**Task requirements**
Return every line below that contains the word "blazer" (case counts), copying each one in full.
----- Material supplied -----
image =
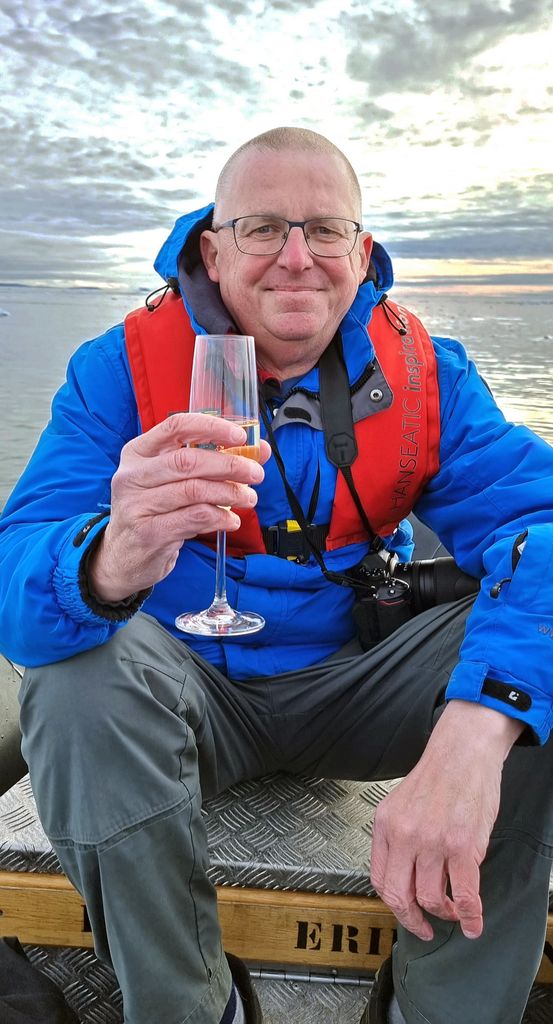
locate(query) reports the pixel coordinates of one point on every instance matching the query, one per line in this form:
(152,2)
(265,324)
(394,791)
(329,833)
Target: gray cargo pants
(124,741)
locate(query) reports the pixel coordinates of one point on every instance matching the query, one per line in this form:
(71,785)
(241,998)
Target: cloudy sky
(115,117)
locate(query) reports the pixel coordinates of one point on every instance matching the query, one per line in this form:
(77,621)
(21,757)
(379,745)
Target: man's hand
(164,494)
(431,832)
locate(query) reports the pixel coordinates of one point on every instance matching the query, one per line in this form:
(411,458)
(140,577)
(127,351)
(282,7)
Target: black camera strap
(340,444)
(338,424)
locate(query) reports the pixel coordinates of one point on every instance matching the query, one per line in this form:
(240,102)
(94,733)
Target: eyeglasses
(265,236)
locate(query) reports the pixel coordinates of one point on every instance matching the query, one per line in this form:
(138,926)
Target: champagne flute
(224,383)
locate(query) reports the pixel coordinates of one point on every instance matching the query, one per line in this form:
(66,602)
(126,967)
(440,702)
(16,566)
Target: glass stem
(220,576)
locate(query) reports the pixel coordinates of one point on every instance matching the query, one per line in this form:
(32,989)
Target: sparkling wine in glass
(224,383)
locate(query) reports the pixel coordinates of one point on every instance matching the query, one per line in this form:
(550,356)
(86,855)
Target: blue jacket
(495,483)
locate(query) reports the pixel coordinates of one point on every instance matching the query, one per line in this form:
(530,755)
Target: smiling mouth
(294,291)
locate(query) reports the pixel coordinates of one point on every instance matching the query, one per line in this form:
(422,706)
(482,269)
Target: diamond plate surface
(91,990)
(282,833)
(278,833)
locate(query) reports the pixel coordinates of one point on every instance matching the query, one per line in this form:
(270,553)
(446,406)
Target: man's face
(291,302)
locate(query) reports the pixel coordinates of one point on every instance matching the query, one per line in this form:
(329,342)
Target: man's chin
(296,327)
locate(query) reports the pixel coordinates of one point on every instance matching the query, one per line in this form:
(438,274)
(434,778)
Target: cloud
(512,222)
(430,41)
(116,117)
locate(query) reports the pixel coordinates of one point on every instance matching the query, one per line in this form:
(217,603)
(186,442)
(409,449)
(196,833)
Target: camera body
(388,597)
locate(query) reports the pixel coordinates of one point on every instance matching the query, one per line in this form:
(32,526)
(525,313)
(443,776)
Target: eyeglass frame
(291,224)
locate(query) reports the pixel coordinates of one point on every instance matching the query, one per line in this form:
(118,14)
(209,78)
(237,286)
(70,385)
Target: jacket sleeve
(59,506)
(492,506)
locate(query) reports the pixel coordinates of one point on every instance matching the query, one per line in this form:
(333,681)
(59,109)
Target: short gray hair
(289,138)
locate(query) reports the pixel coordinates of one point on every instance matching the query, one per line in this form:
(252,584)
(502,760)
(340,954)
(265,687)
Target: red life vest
(398,446)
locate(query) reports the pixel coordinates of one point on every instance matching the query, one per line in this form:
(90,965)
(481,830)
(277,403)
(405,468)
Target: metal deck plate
(91,991)
(280,833)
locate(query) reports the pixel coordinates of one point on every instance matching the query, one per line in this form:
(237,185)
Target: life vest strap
(287,540)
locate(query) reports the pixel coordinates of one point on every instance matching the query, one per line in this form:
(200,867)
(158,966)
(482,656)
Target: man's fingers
(184,495)
(185,428)
(431,885)
(465,883)
(392,875)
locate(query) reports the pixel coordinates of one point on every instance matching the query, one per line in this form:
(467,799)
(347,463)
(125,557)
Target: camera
(386,598)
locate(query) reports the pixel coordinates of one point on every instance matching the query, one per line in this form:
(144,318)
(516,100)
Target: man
(127,725)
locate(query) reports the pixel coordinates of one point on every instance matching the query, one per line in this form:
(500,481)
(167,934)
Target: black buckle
(287,540)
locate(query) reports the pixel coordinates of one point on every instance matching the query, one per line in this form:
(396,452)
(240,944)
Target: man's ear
(209,247)
(366,248)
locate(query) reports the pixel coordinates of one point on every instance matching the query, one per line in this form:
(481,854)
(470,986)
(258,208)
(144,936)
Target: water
(509,335)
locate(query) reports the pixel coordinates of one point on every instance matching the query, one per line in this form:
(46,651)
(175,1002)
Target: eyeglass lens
(266,236)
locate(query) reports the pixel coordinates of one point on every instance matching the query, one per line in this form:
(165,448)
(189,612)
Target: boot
(243,981)
(381,996)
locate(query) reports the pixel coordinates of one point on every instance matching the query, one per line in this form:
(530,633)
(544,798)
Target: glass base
(219,621)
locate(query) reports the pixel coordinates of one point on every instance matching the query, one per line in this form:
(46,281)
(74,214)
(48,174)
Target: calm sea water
(509,335)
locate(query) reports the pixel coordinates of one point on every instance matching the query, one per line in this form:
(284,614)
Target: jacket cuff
(119,611)
(478,682)
(71,584)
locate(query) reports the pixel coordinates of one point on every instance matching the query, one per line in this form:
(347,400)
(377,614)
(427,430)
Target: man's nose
(295,253)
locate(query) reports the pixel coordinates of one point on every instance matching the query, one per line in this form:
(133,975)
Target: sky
(116,118)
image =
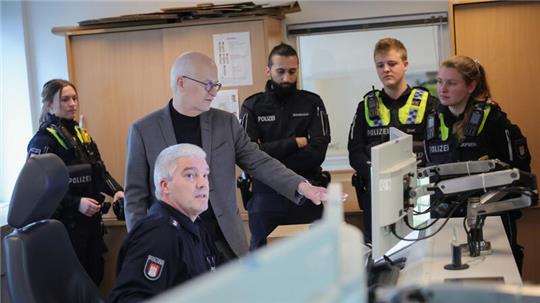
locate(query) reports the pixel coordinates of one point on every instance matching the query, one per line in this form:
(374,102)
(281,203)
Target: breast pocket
(222,164)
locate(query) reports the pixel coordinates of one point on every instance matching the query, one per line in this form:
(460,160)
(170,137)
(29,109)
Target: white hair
(166,162)
(186,65)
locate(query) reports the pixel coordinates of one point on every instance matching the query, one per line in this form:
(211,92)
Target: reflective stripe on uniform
(444,129)
(384,112)
(415,107)
(55,134)
(411,113)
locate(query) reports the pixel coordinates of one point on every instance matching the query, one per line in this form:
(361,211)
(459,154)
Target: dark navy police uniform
(163,250)
(88,178)
(489,135)
(375,114)
(274,121)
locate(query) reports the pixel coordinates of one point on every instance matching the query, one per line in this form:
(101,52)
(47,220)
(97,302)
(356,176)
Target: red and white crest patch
(153,267)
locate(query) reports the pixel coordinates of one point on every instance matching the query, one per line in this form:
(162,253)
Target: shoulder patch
(173,222)
(253,96)
(370,93)
(153,268)
(35,151)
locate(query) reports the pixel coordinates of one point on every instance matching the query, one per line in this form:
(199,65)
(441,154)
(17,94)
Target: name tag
(468,144)
(442,148)
(266,118)
(378,131)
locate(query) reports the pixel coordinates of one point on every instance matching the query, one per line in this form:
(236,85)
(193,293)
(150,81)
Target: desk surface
(426,258)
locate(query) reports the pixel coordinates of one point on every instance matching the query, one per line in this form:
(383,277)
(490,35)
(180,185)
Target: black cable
(420,228)
(393,227)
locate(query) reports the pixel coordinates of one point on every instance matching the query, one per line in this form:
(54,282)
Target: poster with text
(232,53)
(227,100)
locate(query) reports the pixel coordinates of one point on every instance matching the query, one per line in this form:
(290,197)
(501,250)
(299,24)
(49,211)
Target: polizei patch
(153,267)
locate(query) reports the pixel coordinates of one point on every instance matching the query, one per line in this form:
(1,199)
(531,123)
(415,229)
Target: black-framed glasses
(208,85)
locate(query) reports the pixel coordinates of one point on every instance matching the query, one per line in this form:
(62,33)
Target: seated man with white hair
(170,245)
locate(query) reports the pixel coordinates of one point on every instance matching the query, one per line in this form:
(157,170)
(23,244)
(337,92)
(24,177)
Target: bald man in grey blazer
(188,118)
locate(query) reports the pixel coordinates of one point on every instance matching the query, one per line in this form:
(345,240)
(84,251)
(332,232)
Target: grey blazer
(226,144)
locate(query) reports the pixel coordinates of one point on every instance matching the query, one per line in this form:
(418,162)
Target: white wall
(47,55)
(15,125)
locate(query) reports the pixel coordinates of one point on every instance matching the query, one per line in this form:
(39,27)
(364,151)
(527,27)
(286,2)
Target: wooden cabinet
(503,36)
(122,74)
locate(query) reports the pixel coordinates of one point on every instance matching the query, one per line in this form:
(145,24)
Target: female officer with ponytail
(470,126)
(81,208)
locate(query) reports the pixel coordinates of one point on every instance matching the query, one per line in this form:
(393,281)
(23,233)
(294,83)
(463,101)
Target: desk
(283,231)
(426,258)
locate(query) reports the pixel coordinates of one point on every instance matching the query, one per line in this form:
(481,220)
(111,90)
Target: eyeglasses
(208,86)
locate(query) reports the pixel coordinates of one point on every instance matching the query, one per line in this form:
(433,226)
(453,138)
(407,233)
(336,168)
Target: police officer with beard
(397,105)
(290,125)
(81,208)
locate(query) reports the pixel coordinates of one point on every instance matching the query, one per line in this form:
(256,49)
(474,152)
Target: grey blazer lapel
(166,127)
(206,135)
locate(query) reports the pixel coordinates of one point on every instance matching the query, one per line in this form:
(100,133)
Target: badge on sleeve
(153,267)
-----
**Solution to this exercise**
Target: bald man in grey blazer
Target: grey blazer
Target: grey blazer lapel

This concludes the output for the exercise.